#### Given instruction a:
Filter the records below, keeping every line that contains the string "tree". Case counts.

The news is literally killing us.

Ironically, the data shows that audiences are hungry for the opposite.  Over and over again, I saw that our internal metrics showed positive content would generate 4.5x the engagement as ordinary news.  So why wasn’t anyone capitalizing on it?

Armed with a fierce ambition to make the world better, I started using my own social media to showcase good things in the world.  I took a risk on something I knew the world needed, with no idea what to expect.  At CNN, I had a personal reach of around 200,000 impressions per month on my own social media.  Within a year of shifting to only good news, I’d grown to around 4,000,000/month.  This year, with a small team, we’ve surpassed more than 100M+ impressions in a single month.  It’s an incredible feat for a company that is only a year and a half old.  Our content (news and/or videos) are broadcast in 40,000 physical locations across North America, including the Empire State Building, 30 Rockefeller Center, and more.

So, where'd it start?

It wasn’t always like that.  In the early days, I made every mistake you can imagine.  I tried raising too early, didn’t understand what investors look for, or how to create value for customers.  Two things happened that completely changed Goodable’s trajectory.

First, I got into On Deck.  If you don’t know, it’s like a Y-Combinator accelerator that puts you into a community of founders and gives you the tools you need to succeed.  I instantly had access to brilliant people that I learned from – everything from how to structure a cap table, to crafting pitch decks, to building smart, insightful revenue projections and a GTM strategy.  I treated it like a full-time job.

#### Given instruction b:
According to the passage on sharing good news, in how many physical locations is the company's content broadcast?

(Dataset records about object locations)
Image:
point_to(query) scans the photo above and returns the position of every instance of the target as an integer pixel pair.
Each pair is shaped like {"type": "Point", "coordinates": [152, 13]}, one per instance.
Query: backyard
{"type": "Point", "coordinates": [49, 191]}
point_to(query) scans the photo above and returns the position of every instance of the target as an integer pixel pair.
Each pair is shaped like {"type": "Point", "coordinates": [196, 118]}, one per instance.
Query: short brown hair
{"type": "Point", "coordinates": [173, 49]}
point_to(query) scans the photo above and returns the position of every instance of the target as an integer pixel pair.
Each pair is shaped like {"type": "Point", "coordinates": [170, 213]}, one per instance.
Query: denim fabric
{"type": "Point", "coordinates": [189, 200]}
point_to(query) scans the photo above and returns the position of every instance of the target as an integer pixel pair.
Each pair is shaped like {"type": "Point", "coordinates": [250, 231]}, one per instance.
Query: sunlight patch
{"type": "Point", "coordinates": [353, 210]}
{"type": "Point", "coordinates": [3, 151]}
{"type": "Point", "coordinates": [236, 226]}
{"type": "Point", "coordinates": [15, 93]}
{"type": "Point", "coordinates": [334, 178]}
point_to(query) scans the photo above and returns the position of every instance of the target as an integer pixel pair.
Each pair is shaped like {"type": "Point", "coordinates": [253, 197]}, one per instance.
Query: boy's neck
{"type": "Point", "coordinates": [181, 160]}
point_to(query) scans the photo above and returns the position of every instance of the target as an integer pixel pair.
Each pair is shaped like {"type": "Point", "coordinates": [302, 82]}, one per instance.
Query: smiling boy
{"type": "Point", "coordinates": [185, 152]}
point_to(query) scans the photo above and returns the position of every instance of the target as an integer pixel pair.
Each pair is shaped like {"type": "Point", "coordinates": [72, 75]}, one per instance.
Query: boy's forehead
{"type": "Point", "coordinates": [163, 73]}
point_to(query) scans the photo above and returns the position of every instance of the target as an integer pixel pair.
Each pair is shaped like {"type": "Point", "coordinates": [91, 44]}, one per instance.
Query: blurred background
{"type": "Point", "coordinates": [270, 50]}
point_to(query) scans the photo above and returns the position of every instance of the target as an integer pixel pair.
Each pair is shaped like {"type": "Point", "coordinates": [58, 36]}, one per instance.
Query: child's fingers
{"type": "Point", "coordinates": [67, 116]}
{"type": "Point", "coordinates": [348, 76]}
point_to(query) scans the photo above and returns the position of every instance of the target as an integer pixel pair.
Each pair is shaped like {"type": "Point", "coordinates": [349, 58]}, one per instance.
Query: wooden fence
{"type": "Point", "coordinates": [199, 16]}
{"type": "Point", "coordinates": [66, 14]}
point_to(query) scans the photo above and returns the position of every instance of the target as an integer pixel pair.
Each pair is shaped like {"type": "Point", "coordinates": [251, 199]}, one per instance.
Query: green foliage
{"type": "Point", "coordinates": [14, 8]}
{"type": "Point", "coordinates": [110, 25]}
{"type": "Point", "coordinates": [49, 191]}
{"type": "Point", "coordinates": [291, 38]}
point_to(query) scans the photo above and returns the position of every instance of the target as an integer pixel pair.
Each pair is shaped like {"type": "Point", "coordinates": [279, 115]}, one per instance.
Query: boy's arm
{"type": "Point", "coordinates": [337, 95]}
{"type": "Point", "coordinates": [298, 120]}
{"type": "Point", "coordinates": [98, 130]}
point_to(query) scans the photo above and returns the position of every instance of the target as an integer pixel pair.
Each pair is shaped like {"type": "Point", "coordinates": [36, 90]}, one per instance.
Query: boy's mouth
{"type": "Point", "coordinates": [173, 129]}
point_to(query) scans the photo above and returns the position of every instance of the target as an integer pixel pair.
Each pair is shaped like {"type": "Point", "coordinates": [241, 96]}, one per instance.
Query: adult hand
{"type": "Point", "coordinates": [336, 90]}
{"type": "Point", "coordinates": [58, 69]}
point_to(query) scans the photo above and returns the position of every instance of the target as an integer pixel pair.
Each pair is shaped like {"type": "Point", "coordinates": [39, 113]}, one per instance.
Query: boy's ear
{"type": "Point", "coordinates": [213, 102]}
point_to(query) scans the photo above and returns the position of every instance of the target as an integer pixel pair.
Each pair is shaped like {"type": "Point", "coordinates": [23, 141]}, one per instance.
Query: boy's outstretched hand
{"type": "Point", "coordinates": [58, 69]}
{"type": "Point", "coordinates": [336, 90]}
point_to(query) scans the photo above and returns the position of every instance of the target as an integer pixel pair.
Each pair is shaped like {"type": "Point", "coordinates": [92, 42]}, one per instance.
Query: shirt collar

==

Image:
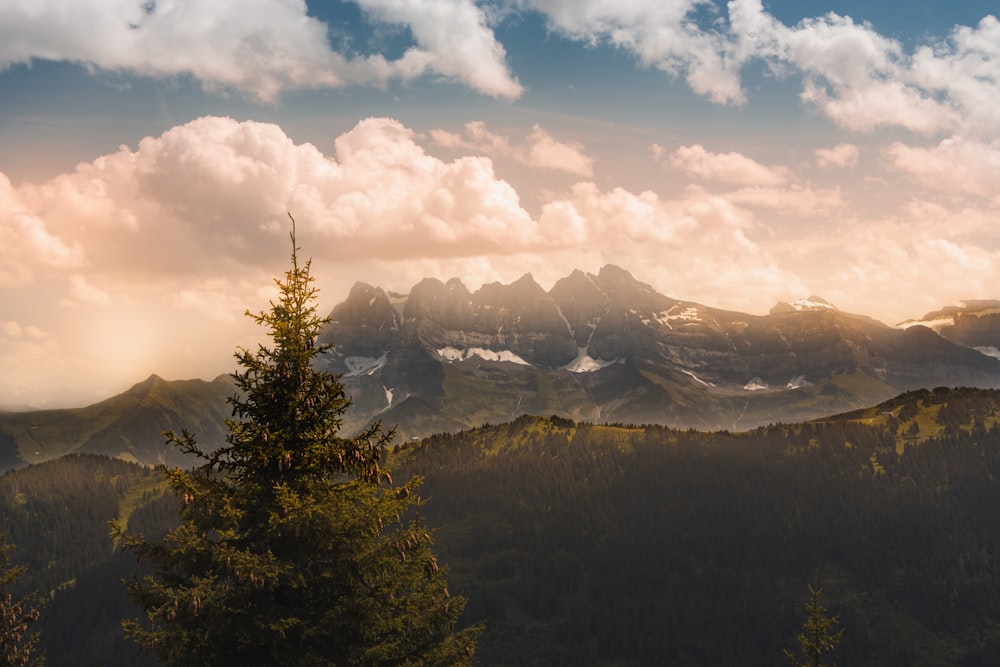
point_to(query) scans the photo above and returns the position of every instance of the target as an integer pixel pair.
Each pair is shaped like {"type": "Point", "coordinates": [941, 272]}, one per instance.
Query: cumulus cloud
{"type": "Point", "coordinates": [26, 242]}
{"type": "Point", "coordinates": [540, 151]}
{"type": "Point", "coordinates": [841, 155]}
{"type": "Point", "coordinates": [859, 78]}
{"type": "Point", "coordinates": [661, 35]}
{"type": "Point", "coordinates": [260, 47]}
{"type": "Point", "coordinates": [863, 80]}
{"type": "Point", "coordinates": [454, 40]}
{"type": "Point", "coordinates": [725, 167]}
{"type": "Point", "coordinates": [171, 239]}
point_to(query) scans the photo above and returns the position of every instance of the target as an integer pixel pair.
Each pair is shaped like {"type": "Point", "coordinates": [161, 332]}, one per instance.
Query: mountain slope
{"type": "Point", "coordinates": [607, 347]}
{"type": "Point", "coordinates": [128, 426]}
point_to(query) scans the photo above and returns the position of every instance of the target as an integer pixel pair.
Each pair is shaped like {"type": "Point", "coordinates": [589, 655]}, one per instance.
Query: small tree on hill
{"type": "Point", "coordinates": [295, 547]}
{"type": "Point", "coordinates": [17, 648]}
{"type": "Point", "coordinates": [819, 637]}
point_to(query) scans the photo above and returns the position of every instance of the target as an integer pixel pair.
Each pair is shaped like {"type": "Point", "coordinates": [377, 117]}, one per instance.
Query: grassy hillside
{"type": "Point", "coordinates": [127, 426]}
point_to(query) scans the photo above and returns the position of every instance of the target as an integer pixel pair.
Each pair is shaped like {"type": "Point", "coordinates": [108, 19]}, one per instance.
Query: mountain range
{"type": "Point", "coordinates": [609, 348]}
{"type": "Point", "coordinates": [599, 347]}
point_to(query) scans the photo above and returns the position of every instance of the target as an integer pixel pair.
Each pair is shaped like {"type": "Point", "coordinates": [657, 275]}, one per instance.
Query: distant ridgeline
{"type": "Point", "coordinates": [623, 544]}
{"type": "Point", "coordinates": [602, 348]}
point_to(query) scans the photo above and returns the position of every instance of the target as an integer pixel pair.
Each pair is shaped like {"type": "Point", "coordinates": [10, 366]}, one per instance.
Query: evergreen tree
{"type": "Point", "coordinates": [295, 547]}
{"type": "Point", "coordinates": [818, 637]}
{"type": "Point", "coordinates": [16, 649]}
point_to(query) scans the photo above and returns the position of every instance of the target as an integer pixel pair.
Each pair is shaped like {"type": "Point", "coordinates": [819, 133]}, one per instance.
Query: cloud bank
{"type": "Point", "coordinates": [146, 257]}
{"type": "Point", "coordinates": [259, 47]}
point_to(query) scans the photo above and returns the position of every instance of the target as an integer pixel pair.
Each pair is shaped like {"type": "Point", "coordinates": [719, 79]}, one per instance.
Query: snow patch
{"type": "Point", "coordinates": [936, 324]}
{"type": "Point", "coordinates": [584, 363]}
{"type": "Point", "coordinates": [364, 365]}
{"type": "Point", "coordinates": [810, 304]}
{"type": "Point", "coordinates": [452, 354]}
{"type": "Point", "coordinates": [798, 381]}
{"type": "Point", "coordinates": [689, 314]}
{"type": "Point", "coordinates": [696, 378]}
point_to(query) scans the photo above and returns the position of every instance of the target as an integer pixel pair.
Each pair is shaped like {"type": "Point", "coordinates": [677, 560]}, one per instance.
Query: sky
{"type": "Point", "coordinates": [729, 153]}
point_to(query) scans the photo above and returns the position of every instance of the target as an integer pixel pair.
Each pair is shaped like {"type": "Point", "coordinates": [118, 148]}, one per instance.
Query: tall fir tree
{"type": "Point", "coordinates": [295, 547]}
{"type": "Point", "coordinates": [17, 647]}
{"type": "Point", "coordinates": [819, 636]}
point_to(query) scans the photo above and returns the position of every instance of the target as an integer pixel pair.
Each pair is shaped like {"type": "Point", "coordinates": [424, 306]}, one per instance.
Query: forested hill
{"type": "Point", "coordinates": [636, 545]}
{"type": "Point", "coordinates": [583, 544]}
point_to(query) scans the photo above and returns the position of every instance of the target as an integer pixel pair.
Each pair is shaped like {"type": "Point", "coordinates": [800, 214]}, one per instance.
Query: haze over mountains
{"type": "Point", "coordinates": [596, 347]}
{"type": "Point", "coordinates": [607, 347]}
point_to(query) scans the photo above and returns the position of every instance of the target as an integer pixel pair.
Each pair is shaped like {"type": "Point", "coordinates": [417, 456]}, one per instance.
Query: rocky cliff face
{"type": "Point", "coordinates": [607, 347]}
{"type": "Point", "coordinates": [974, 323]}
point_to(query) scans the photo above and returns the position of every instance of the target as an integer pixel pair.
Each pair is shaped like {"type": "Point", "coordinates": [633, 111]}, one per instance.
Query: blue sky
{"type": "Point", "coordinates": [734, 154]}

#### Task output a:
Query: small tree on hill
Query: evergreen tree
Query: tall fir tree

#### Task output b:
40,000 physical locations across North America.